本文:
:::

タブレット純さんを場末から応援。
- カテゴリ:お笑い
- 2016/02/18 09:38:22
まず初めに。このカテゴリで初めて記事を書きますが、「お笑い」という語は大嫌い。
喜劇役者、コメディアン、漫才師、落語家など、話芸や演技で人を笑わせる仕事は尊い。
この人たちは平安の白拍子、中世の道化、トリックスターの継承者だ。立派な方々だ。
さて。タブレット純さんを初めて見たのはテレビの昭和歌謡の番組。
40歳そこそこなのにドップリ昭和ムード歌謡にハマっていることに感心。
特殊な生い立ちというわけではなく、アナログ的な音楽鑑賞で好みが決まったらしい。
AMラジオやレコードから音楽に入ったというのは、この方の世代では少数派だろう。
この鑑賞法は『耳』が鍛えられるという気がする。映像という余計な情報はアト。
昭和歌謡の本質を、イメージではなく『音楽』として体感してる雰囲気が漂う。
マヒナスターズの最後のメンバーってトコもスゴイですね。
ムード歌謡のグループは、売れないバンドマンと接点・類縁性がタクサンある。
こうした現場を見てきたことも、彼の強みの一つではないかしら。

:::

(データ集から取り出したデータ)
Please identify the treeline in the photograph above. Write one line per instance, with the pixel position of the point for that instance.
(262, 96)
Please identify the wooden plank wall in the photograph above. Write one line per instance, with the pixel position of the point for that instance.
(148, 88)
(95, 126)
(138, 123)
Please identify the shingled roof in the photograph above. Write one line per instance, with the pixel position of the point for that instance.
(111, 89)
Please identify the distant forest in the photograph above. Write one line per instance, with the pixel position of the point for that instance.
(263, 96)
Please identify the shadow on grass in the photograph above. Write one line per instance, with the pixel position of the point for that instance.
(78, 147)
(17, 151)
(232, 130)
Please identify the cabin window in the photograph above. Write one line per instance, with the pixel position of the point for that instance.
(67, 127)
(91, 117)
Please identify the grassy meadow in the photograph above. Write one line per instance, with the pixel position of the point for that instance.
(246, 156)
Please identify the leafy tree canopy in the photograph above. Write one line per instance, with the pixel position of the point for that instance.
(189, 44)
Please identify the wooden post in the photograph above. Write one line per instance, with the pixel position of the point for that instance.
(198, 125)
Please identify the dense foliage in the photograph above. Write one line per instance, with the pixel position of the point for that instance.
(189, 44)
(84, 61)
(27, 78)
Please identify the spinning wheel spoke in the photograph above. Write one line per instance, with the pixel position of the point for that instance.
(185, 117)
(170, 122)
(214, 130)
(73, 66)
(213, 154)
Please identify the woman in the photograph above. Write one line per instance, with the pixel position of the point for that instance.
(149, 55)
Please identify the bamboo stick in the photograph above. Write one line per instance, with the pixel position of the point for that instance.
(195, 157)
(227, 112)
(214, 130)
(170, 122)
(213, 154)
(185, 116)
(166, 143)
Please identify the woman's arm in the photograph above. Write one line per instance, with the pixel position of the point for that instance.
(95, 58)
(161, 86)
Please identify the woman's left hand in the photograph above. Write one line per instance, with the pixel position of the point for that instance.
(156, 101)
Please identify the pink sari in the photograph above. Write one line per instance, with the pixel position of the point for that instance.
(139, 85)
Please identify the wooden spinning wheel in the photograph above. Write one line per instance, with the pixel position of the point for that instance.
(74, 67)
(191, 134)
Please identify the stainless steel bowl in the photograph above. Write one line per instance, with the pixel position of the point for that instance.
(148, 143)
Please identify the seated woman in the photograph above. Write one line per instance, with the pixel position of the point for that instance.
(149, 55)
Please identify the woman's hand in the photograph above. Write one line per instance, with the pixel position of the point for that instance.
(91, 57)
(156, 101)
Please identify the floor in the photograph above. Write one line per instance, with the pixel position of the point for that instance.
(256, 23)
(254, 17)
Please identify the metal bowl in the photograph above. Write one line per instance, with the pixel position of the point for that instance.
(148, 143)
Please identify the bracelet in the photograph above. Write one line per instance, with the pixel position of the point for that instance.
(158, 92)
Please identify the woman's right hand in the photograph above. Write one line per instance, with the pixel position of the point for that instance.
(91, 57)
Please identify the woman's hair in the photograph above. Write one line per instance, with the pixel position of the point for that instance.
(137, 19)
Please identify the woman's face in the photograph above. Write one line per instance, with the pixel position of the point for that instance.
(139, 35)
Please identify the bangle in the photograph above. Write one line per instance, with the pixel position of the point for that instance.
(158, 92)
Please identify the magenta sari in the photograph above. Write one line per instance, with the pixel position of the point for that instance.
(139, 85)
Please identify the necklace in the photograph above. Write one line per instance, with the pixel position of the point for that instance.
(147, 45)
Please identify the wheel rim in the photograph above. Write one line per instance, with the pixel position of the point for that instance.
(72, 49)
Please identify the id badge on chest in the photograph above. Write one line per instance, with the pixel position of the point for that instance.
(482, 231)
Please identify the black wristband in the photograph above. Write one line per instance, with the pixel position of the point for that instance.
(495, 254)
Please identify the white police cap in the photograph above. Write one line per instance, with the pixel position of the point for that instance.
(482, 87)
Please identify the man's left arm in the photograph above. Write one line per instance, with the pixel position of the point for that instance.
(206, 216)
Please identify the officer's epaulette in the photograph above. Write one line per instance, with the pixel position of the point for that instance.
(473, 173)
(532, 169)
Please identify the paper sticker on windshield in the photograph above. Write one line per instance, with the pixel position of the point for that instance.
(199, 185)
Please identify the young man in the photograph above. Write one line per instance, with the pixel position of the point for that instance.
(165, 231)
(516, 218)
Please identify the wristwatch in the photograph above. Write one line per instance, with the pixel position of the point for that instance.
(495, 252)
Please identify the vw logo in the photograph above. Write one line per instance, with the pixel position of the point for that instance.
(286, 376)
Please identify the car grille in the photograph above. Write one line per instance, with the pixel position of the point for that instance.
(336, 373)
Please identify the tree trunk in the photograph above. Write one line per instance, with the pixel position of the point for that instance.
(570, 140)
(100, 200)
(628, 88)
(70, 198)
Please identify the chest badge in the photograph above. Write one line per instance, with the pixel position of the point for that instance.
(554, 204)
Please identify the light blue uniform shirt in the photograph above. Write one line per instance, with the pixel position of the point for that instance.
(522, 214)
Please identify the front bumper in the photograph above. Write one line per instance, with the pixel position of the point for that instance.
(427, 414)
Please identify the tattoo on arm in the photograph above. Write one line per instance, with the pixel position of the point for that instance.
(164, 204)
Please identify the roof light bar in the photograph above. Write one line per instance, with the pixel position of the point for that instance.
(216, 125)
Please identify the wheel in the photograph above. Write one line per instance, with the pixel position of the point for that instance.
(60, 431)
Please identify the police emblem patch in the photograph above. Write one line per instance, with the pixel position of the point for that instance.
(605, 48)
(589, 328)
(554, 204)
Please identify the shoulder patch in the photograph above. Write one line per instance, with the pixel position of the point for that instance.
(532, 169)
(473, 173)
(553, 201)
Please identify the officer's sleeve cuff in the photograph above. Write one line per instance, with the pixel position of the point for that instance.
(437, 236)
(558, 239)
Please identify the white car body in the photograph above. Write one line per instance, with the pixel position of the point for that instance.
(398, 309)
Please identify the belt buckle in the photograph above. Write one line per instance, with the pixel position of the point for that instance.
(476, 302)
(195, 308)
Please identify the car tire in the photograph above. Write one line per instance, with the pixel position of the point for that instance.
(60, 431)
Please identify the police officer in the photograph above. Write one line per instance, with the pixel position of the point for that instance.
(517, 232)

:::

作成するもの:
本文のうち、「さて。タブレット純さんを初めて見たのはテレビの昭和歌謡の番組。」を含む語句で始まり「こうした現場を見てきたことも、彼の強みの一つではないかしら。」で終わる部分を、一字も変えずに書き出す。

解答:
さて。タブレット純さんを初めて見たのはテレビの昭和歌謡の番組。
40歳そこそこなのにドップリ昭和ムード歌謡にハマっていることに感心。
特殊な生い立ちというわけではなく、アナログ的な音楽鑑賞で好みが決まったらしい。
AMラジオやレコードから音楽に入ったというのは、この方の世代では少数派だろう。
この鑑賞法は『耳』が鍛えられるという気がする。映像という余計な情報はアト。
昭和歌謡の本質を、イメージではなく『音楽』として体感してる雰囲気が漂う。
マヒナスターズの最後のメンバーってトコもスゴイですね。
ムード歌謡のグループは、売れないバンドマンと接点・類縁性がタクサンある。
こうした現場を見てきたことも、彼の強みの一つではないかしら。